AIM OF THE EXERCISE
Word for word, set down the full listing below.
MATERIAL FOR THE TASK START
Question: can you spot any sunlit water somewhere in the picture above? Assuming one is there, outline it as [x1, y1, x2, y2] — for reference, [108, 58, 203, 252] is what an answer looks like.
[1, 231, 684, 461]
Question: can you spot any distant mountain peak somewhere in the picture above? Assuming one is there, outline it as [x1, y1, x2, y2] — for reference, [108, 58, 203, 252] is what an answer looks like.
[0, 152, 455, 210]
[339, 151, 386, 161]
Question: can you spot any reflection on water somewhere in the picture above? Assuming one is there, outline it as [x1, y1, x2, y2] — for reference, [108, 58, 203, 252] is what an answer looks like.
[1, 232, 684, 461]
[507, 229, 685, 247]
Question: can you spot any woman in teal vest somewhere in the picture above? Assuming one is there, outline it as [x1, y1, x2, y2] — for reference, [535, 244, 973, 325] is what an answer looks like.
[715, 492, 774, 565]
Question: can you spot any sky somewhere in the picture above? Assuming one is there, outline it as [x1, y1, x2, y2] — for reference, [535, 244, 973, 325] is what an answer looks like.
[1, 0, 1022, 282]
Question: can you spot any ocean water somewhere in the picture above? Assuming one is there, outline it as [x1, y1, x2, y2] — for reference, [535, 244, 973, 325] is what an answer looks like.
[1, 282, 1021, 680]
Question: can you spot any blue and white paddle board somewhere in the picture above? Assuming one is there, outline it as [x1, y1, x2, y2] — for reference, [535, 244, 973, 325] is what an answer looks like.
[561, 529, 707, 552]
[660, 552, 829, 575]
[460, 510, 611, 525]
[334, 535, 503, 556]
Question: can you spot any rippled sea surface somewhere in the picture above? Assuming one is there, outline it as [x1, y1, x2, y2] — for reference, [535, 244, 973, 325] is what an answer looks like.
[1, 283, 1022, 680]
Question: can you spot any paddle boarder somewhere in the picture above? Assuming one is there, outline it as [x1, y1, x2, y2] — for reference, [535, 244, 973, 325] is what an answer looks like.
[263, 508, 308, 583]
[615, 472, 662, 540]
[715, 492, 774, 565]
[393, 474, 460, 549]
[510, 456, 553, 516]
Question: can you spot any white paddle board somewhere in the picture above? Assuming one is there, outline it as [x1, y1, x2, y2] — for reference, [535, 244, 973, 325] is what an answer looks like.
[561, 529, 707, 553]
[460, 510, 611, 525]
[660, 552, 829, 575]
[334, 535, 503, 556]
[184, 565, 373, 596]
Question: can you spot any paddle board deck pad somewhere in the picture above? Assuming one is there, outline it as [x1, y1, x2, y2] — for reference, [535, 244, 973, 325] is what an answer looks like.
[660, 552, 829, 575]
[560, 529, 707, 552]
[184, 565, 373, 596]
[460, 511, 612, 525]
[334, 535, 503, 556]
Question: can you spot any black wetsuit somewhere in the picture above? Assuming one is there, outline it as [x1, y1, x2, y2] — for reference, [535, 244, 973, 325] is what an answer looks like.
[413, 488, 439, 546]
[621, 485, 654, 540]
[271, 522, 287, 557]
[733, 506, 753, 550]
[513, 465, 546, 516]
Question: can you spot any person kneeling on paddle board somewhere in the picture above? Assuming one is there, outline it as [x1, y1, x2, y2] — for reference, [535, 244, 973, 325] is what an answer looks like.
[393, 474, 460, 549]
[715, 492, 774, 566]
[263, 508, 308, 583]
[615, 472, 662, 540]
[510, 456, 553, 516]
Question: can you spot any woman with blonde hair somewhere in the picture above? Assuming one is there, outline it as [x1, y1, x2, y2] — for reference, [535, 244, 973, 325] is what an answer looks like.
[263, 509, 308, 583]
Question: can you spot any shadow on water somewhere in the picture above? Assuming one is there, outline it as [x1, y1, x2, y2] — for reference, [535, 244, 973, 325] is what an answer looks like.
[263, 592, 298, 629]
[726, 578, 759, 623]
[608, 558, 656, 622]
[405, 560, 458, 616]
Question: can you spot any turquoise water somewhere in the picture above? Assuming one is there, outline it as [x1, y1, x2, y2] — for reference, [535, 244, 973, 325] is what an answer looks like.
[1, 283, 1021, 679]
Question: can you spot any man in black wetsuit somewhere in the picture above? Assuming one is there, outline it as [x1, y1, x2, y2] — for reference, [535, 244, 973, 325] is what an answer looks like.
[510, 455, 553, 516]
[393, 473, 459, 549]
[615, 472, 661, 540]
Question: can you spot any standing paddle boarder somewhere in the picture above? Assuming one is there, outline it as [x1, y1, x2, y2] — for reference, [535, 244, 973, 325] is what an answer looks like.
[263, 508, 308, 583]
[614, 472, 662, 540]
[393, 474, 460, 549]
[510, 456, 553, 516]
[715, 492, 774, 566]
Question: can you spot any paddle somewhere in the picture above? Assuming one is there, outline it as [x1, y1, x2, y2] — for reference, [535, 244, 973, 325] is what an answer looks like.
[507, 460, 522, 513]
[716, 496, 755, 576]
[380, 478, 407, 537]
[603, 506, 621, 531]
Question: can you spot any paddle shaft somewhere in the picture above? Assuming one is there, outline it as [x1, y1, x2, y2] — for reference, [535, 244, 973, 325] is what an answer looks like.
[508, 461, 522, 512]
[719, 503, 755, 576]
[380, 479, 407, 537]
MATERIAL FOR THE TASK END
RESULT FOR THIS TASK
Question: can you spot any sunlit water somewhere in the picture above? Assuming one is there, outline it as [x1, y1, x2, y2] — for reference, [108, 58, 203, 252] is what an answer looks like.
[1, 231, 684, 461]
Question: can you spot any distant mountain peak somewhere in the picture above? Assuming one is there, outline it as [x1, y1, x2, y2] — for reference, [108, 58, 203, 252] is what an answer looks like.
[0, 152, 455, 210]
[339, 151, 386, 161]
Question: can you spot any reflection on water somewhere in the picture above? Assuming one is there, outline it as [x1, y1, x2, y2] — for reference, [108, 58, 203, 252] is what an answer looks like.
[1, 232, 684, 461]
[507, 229, 685, 247]
Question: can you spot any woman in teal vest somewhere in the picture above? Assuming one is there, outline it as [x1, y1, x2, y2] — for reference, [535, 244, 973, 325] is what an answer looks like.
[715, 492, 774, 565]
Question: can you spot any sky somewhere in the picture above? Assuming one is there, outline it as [x1, y1, x2, y2] — for reference, [535, 244, 973, 325] is what an answer looks like.
[1, 0, 1022, 282]
Question: can you spot any ocean water somewhere in the picture above? Assuming one is there, outline it as [x1, y1, x2, y2] — for reference, [535, 244, 973, 325] is what an answer looks like.
[1, 282, 1021, 680]
Question: can you spot any blue and white paddle board somewhere in the picture above? Assuming one is there, outline it as [x1, y1, x2, y2] — for reference, [535, 244, 973, 325] is what an answer looks like.
[561, 529, 707, 552]
[660, 552, 829, 575]
[460, 510, 611, 525]
[334, 535, 503, 556]
Question: can you spot any rippled sea surface somewhere in the picture above? Assuming one is there, outline it as [x1, y1, x2, y2] — for reference, [535, 244, 973, 325] is what an answer looks like.
[1, 283, 1022, 680]
Question: can you spot any paddle boarder somewhere in the picture above? Assuming one is there, outline it as [x1, y1, x2, y2] — for reference, [535, 244, 973, 325] is what an answer looks like.
[263, 508, 308, 583]
[615, 472, 662, 540]
[715, 492, 774, 565]
[393, 474, 460, 549]
[510, 456, 553, 516]
Question: can you spot any white paddle board somewhere in the picture above? Assuming one is there, outline it as [x1, y1, x2, y2] — for reference, [535, 244, 973, 325] is what an answer looks like.
[561, 529, 707, 553]
[460, 510, 611, 525]
[660, 552, 829, 575]
[334, 535, 503, 556]
[184, 565, 373, 596]
Question: can you spot any paddle board deck pad somewhere in the picture above? Assuming one is there, outline it as [x1, y1, x2, y2] — for reference, [535, 244, 973, 325] is what an answer looks like.
[660, 552, 829, 575]
[560, 529, 707, 552]
[184, 565, 373, 596]
[460, 511, 612, 525]
[334, 535, 503, 556]
Question: can you spot any black wetsuit somewhere in the picture above? Assuming one is there, outline it as [x1, y1, x2, y2] — for reference, [535, 244, 973, 325] is what an answer looks like.
[413, 488, 439, 546]
[621, 485, 654, 540]
[271, 522, 287, 557]
[733, 506, 753, 550]
[513, 465, 546, 516]
Question: can you spot any person kneeling on paddle board somewhere in the picture above? Assuming one is there, outline it as [x1, y1, x2, y2] — for reference, [535, 244, 973, 325] is what an answer looks like.
[393, 474, 460, 549]
[715, 492, 774, 566]
[263, 508, 308, 583]
[615, 472, 662, 540]
[510, 456, 553, 516]
Question: can you spot any woman with blonde hair somewhere in the picture above? Assuming one is there, outline it as [x1, y1, x2, y2] — for reference, [535, 244, 973, 325] is what an answer looks like.
[263, 509, 308, 583]
Question: can you spot any shadow on water somewhere in the picture above? Assuming one is there, outline it as [x1, y1, x2, y2] — for reference, [535, 244, 973, 325] is what an answer looks like.
[263, 592, 298, 629]
[726, 578, 759, 623]
[608, 558, 656, 622]
[405, 560, 458, 616]
Question: can you spot any turquoise water somewhere in the picture above? Assuming one is there, outline it as [x1, y1, x2, y2] — for reference, [535, 244, 973, 325] is what an answer looks like.
[1, 283, 1021, 679]
Question: can you spot any man in black wetsuit somewhere in the picture above? Assuming one is there, outline it as [x1, y1, x2, y2] — for reference, [535, 244, 973, 325] is what an answer looks like.
[510, 455, 553, 516]
[393, 473, 459, 549]
[615, 472, 661, 540]
Question: can you spot any standing paddle boarder somewhere in the picture above? Assuming one is there, outline it as [x1, y1, x2, y2] — for reference, [535, 244, 973, 325] is what an answer looks like.
[263, 508, 308, 583]
[614, 472, 662, 540]
[393, 474, 460, 549]
[510, 456, 553, 516]
[715, 492, 774, 566]
Question: can you spot any paddle somewhere in the picture above? Assuming one is there, outline it as [x1, y1, x2, y2] — for reference, [535, 244, 973, 325] is what an answer looks like.
[507, 460, 522, 513]
[716, 496, 755, 576]
[380, 478, 407, 537]
[603, 506, 621, 531]
Question: can you spot any paddle shaft somewhere in the picture above? Assuming one is there, outline it as [x1, y1, x2, y2] — for reference, [535, 244, 973, 325] is what an answer looks like.
[508, 461, 522, 512]
[719, 503, 755, 576]
[380, 479, 407, 537]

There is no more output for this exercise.